### TO DO
Print all of the lines below without altering a single character.

### RECORDS PROVIDED

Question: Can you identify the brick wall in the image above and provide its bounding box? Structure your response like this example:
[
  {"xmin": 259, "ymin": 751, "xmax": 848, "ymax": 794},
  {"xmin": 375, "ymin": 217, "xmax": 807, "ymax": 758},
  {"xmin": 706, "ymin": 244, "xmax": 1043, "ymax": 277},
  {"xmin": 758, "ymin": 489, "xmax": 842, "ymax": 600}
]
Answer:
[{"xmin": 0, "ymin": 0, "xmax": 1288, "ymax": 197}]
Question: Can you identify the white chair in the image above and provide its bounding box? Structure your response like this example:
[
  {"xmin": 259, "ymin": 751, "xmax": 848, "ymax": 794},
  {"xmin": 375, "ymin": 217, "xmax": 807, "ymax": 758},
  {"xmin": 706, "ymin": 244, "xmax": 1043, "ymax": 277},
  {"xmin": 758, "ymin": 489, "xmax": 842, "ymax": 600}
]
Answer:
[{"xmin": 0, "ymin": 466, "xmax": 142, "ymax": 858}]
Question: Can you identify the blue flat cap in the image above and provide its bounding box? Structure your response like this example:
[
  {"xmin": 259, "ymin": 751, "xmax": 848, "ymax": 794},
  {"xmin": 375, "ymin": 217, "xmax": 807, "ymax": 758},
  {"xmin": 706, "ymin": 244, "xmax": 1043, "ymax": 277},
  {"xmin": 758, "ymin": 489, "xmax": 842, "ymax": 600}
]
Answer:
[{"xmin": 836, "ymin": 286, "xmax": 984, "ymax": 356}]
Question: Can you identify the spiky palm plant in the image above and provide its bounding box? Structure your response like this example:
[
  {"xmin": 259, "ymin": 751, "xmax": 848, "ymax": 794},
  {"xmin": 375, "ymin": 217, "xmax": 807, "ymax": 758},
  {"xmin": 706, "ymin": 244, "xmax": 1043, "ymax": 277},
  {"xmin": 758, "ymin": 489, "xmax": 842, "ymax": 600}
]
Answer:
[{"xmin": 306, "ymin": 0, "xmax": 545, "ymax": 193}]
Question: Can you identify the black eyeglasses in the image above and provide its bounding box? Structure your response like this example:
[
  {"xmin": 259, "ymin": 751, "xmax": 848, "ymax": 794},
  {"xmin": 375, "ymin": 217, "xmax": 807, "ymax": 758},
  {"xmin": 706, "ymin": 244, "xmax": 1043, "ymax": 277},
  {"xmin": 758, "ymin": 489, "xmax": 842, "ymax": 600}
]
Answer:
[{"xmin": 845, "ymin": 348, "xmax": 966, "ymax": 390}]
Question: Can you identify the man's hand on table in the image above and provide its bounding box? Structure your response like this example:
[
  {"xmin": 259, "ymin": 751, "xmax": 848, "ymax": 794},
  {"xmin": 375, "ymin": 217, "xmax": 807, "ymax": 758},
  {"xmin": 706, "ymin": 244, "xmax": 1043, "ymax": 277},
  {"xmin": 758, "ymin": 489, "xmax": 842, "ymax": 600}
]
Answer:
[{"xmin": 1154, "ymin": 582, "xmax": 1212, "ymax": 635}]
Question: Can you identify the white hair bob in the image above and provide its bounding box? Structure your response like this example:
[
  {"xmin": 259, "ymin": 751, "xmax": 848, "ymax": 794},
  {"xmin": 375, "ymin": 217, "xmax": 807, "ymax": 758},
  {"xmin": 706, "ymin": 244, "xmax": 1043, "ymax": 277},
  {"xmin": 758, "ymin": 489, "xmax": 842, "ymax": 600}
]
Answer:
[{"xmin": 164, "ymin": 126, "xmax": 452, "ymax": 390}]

### RESULT FOR THIS EXERCISE
Question: Can you identify the brick wall in the image above and provide its bounding box? Structure your response like this example:
[
  {"xmin": 259, "ymin": 751, "xmax": 848, "ymax": 794},
  {"xmin": 375, "ymin": 217, "xmax": 807, "ymax": 758},
  {"xmin": 706, "ymin": 244, "xmax": 1043, "ymax": 277},
  {"xmin": 758, "ymin": 489, "xmax": 842, "ymax": 600}
]
Answer:
[{"xmin": 0, "ymin": 0, "xmax": 1288, "ymax": 197}]
Question: Can you identify the white chair in the image above and provide its bounding box? Structure your response like this example:
[
  {"xmin": 259, "ymin": 751, "xmax": 848, "ymax": 794},
  {"xmin": 375, "ymin": 217, "xmax": 807, "ymax": 758},
  {"xmin": 706, "ymin": 244, "xmax": 1043, "ymax": 277},
  {"xmin": 758, "ymin": 489, "xmax": 842, "ymax": 600}
]
Answer:
[{"xmin": 0, "ymin": 466, "xmax": 142, "ymax": 858}]
Question: Can you identify the blue flat cap in the image above and provide its bounding box? Structure your response like this example:
[
  {"xmin": 259, "ymin": 751, "xmax": 848, "ymax": 794},
  {"xmin": 375, "ymin": 217, "xmax": 807, "ymax": 758},
  {"xmin": 706, "ymin": 244, "xmax": 1043, "ymax": 277},
  {"xmin": 758, "ymin": 489, "xmax": 842, "ymax": 600}
]
Answer:
[{"xmin": 836, "ymin": 286, "xmax": 984, "ymax": 356}]
Question: Can you identify the spiky palm plant in the image above and provide its bounding box? Structure your response like this example:
[
  {"xmin": 259, "ymin": 751, "xmax": 848, "ymax": 794},
  {"xmin": 375, "ymin": 217, "xmax": 807, "ymax": 758},
  {"xmin": 706, "ymin": 244, "xmax": 1043, "ymax": 277},
  {"xmin": 758, "ymin": 489, "xmax": 842, "ymax": 600}
]
Answer:
[{"xmin": 306, "ymin": 0, "xmax": 545, "ymax": 193}]
Question: Can you identify the black eyeglasses in the image above and provide its bounding box? Structure your response like this example:
[
  {"xmin": 259, "ymin": 751, "xmax": 848, "ymax": 794},
  {"xmin": 375, "ymin": 217, "xmax": 807, "ymax": 758},
  {"xmin": 706, "ymin": 244, "xmax": 1043, "ymax": 277},
  {"xmin": 758, "ymin": 489, "xmax": 842, "ymax": 600}
]
Answer:
[{"xmin": 845, "ymin": 348, "xmax": 966, "ymax": 390}]
Question: Can you identify the man's hand on table in the image above and provide its bounding box? Structure your response like this example:
[
  {"xmin": 259, "ymin": 751, "xmax": 848, "ymax": 794},
  {"xmin": 375, "ymin": 217, "xmax": 807, "ymax": 758},
  {"xmin": 706, "ymin": 244, "xmax": 1043, "ymax": 277},
  {"xmin": 758, "ymin": 489, "xmax": 842, "ymax": 600}
]
Answer:
[{"xmin": 1154, "ymin": 582, "xmax": 1212, "ymax": 635}]
Question: Can you identify the white hair bob in the image above and provide its bounding box? Structure your response like this example:
[
  {"xmin": 259, "ymin": 751, "xmax": 848, "ymax": 794},
  {"xmin": 375, "ymin": 217, "xmax": 807, "ymax": 758},
  {"xmin": 706, "ymin": 244, "xmax": 1043, "ymax": 277},
  {"xmin": 758, "ymin": 489, "xmax": 842, "ymax": 600}
]
Answer:
[{"xmin": 164, "ymin": 126, "xmax": 452, "ymax": 390}]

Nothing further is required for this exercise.